▶ Photo-based point labeling data:
● ● ● ● ● ● ●

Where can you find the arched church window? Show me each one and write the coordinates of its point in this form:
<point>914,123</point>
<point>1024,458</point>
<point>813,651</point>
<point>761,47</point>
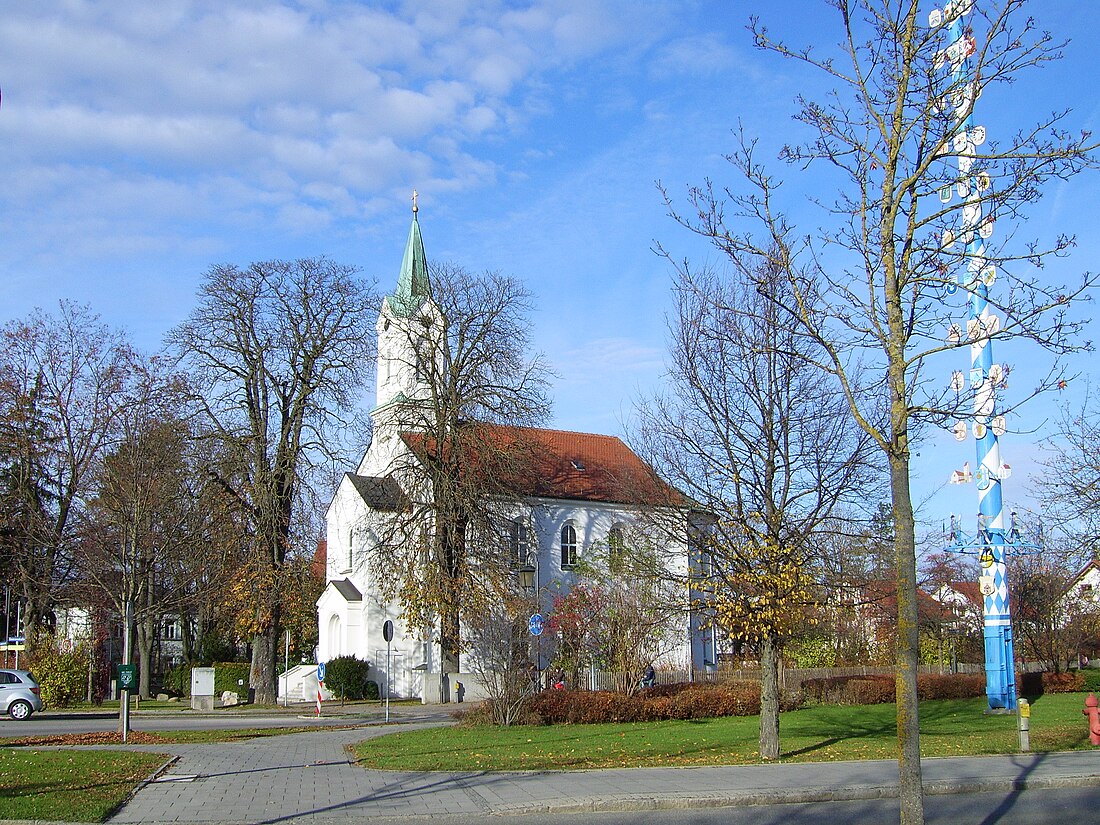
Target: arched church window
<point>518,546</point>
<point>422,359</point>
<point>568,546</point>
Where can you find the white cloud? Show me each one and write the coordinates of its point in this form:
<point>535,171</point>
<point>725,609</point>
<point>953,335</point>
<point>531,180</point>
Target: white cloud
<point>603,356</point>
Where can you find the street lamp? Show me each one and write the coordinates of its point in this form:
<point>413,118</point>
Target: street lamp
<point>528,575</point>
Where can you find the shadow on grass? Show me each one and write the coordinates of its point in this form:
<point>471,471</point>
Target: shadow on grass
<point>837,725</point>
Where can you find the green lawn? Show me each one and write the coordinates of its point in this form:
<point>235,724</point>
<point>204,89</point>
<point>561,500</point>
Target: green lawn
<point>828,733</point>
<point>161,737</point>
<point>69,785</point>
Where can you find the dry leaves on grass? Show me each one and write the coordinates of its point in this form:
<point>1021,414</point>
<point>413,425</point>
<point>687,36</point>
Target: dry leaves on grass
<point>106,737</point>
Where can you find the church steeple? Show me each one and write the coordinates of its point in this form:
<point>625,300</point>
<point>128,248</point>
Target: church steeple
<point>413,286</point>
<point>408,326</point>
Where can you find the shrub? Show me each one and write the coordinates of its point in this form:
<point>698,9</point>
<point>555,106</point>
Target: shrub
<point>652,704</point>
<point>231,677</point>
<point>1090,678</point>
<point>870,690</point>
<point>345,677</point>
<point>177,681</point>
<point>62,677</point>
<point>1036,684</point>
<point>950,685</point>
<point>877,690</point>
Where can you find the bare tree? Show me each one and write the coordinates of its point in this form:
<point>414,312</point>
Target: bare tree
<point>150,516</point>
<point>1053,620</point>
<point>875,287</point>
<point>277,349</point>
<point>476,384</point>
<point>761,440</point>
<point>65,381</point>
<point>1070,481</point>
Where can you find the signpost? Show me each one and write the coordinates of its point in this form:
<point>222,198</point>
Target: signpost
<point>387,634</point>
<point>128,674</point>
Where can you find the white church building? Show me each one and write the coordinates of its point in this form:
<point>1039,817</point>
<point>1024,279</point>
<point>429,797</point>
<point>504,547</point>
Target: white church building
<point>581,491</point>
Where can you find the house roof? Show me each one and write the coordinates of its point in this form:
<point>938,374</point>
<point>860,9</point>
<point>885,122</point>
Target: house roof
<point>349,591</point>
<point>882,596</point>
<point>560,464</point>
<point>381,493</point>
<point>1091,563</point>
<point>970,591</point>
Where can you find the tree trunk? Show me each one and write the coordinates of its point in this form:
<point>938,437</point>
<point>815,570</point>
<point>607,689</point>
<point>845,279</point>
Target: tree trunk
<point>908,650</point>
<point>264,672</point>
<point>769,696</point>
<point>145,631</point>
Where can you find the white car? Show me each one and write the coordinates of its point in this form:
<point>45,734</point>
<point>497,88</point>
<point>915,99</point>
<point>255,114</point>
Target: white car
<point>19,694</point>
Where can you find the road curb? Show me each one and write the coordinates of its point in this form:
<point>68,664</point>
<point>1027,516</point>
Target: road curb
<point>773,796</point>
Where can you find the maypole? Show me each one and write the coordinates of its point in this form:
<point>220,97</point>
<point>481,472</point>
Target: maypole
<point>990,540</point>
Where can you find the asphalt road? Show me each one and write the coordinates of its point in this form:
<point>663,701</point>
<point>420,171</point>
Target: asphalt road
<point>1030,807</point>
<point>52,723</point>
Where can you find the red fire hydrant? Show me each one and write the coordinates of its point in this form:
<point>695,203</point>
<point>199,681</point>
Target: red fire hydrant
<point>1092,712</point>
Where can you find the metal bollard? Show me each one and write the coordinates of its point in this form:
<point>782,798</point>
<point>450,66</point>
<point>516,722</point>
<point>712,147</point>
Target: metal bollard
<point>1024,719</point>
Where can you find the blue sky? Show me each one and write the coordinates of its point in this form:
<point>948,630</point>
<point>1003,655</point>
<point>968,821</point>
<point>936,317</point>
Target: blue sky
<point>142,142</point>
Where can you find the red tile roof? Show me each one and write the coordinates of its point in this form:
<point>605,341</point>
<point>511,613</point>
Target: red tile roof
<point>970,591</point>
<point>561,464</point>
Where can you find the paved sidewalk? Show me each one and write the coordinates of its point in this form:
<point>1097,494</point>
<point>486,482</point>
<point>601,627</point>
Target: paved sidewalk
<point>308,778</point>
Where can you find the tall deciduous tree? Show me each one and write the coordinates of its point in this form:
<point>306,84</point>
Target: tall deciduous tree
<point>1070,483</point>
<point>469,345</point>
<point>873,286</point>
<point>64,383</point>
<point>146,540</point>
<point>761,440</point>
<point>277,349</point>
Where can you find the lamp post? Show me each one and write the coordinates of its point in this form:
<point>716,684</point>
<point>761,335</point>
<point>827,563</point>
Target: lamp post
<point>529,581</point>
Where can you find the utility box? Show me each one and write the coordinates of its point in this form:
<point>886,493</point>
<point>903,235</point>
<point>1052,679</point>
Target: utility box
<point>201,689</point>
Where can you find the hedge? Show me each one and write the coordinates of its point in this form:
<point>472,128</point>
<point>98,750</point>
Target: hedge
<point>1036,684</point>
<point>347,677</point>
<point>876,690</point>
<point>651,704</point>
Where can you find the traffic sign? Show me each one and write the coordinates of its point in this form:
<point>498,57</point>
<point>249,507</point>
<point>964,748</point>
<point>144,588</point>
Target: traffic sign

● ● ● ● ● ● ●

▶ Your objective: Without the pictures, return all the records precisely as they stand.

▶ Final answer:
Where can you find the arched church window? Show me each one and write the coordinates of its point in this form:
<point>914,123</point>
<point>1024,458</point>
<point>813,651</point>
<point>761,47</point>
Target: arched church window
<point>518,546</point>
<point>422,359</point>
<point>568,546</point>
Where can you find the white cloud? Show me each one and write the coordinates of its point in this form:
<point>535,171</point>
<point>725,609</point>
<point>953,335</point>
<point>531,180</point>
Target: white cloud
<point>603,356</point>
Where can you find the street lamp? Show me each one and write the coordinates of its point in this form:
<point>413,118</point>
Target: street lamp
<point>528,575</point>
Where can you find the shadow on grass? Show me each one and write the coordinates of its point in this form:
<point>471,471</point>
Target: shadow on grass
<point>837,725</point>
Where can you find the green lawn? Show me each one and write the coordinates of its point in this form:
<point>235,724</point>
<point>204,89</point>
<point>561,500</point>
Target: green lawn
<point>828,733</point>
<point>161,737</point>
<point>69,785</point>
Where can you find the dry leaves on grass? Show me each one and write the coordinates of its point in this form:
<point>1021,414</point>
<point>413,425</point>
<point>687,36</point>
Target: dry leaves on grass
<point>106,737</point>
Where can you find the church steeple? Show me each one and write the coordinates of its point in this form:
<point>625,300</point>
<point>128,248</point>
Target: church steeple
<point>413,286</point>
<point>408,326</point>
Where can you find the shrub? Show me each one and write the coordinates of its point in this form:
<point>698,9</point>
<point>555,106</point>
Target: shrub
<point>652,704</point>
<point>231,677</point>
<point>1090,678</point>
<point>870,690</point>
<point>345,677</point>
<point>177,681</point>
<point>62,677</point>
<point>1036,684</point>
<point>950,685</point>
<point>877,690</point>
Where can you find the bare tree? Show me each one and write the coordinates of its point in this form:
<point>414,312</point>
Target: bare tree
<point>150,516</point>
<point>1053,620</point>
<point>875,287</point>
<point>277,349</point>
<point>476,384</point>
<point>761,440</point>
<point>65,381</point>
<point>1070,481</point>
Where can you find the signpost? Show me each one and write the coordinates of its point in this form:
<point>222,198</point>
Target: signpost
<point>387,634</point>
<point>128,674</point>
Where can you find the white church building? Show me each one and write the coordinates of its point in this form:
<point>1039,817</point>
<point>1024,279</point>
<point>429,797</point>
<point>504,547</point>
Target: white church building
<point>581,491</point>
Where can you find the house roof? Show me each one and write the coordinates of its point in this form:
<point>938,374</point>
<point>860,9</point>
<point>885,122</point>
Target: house roof
<point>349,591</point>
<point>882,596</point>
<point>560,464</point>
<point>381,493</point>
<point>1091,563</point>
<point>970,591</point>
Where can you find the tree trunk? Show me each one and write the coordinates of its point in this form:
<point>938,437</point>
<point>815,570</point>
<point>607,689</point>
<point>845,279</point>
Target: tree trunk
<point>908,650</point>
<point>264,672</point>
<point>769,696</point>
<point>145,631</point>
Where can you find the white car? Show me each one and write the coordinates of its point in this form:
<point>45,734</point>
<point>497,88</point>
<point>915,99</point>
<point>255,114</point>
Target: white car
<point>19,694</point>
Where can you find the road curb? Show me each one and write the coordinates of its point in this form:
<point>68,664</point>
<point>1027,516</point>
Target: road curb
<point>773,796</point>
Where can you find the maypole? Show me each one and write the coordinates of its point in this form:
<point>220,97</point>
<point>481,472</point>
Target: maypole
<point>990,540</point>
Where can you find the asphalt road? Show me each one and write the coordinates of its point in this form:
<point>663,701</point>
<point>420,171</point>
Target: asphalt road
<point>1030,807</point>
<point>52,723</point>
Where can you find the red fire hydrant? Show me each one and write the coordinates of its point in this form:
<point>695,203</point>
<point>199,681</point>
Target: red fire hydrant
<point>1092,712</point>
Where can you find the metal bollard? Show me each one and write the coordinates of its point in this form:
<point>782,798</point>
<point>450,66</point>
<point>516,722</point>
<point>712,147</point>
Target: metal bollard
<point>1024,719</point>
Where can you find the blue sky? Show me each one and write the coordinates of its point in this form:
<point>948,630</point>
<point>1003,655</point>
<point>968,821</point>
<point>936,317</point>
Target: blue sky
<point>142,142</point>
Where can you find the red tile roof? Show me each one and write the coordinates of its point in this form:
<point>605,341</point>
<point>511,613</point>
Target: red tile roof
<point>970,591</point>
<point>561,464</point>
Where can you find the paved sidewalk? Show me each one and write the coordinates of its point in this form:
<point>1097,494</point>
<point>486,482</point>
<point>601,627</point>
Target: paved sidewalk
<point>308,778</point>
Where can you find the tall deciduous tree? Show me each one and write the coordinates of its point in this form:
<point>306,84</point>
Target: tall deciduous tree
<point>1070,483</point>
<point>469,345</point>
<point>873,286</point>
<point>64,383</point>
<point>146,540</point>
<point>761,440</point>
<point>277,349</point>
Where can you find the lamp post? Show me each one and write the coordinates of its point in this form:
<point>716,684</point>
<point>761,335</point>
<point>827,563</point>
Target: lamp post
<point>529,581</point>
Where can you find the utility box? Show me each one and write the coordinates of its point in this form:
<point>886,493</point>
<point>903,235</point>
<point>1052,679</point>
Target: utility box
<point>201,689</point>
Where can you find the hedge? Show me each one and write the coordinates of its point in this form:
<point>472,128</point>
<point>98,750</point>
Target: hedge
<point>1036,684</point>
<point>347,677</point>
<point>876,690</point>
<point>651,704</point>
Where can you find the traffic sign? Show me each one and write the coordinates of its point in this form:
<point>498,57</point>
<point>249,507</point>
<point>964,748</point>
<point>144,588</point>
Target: traffic sign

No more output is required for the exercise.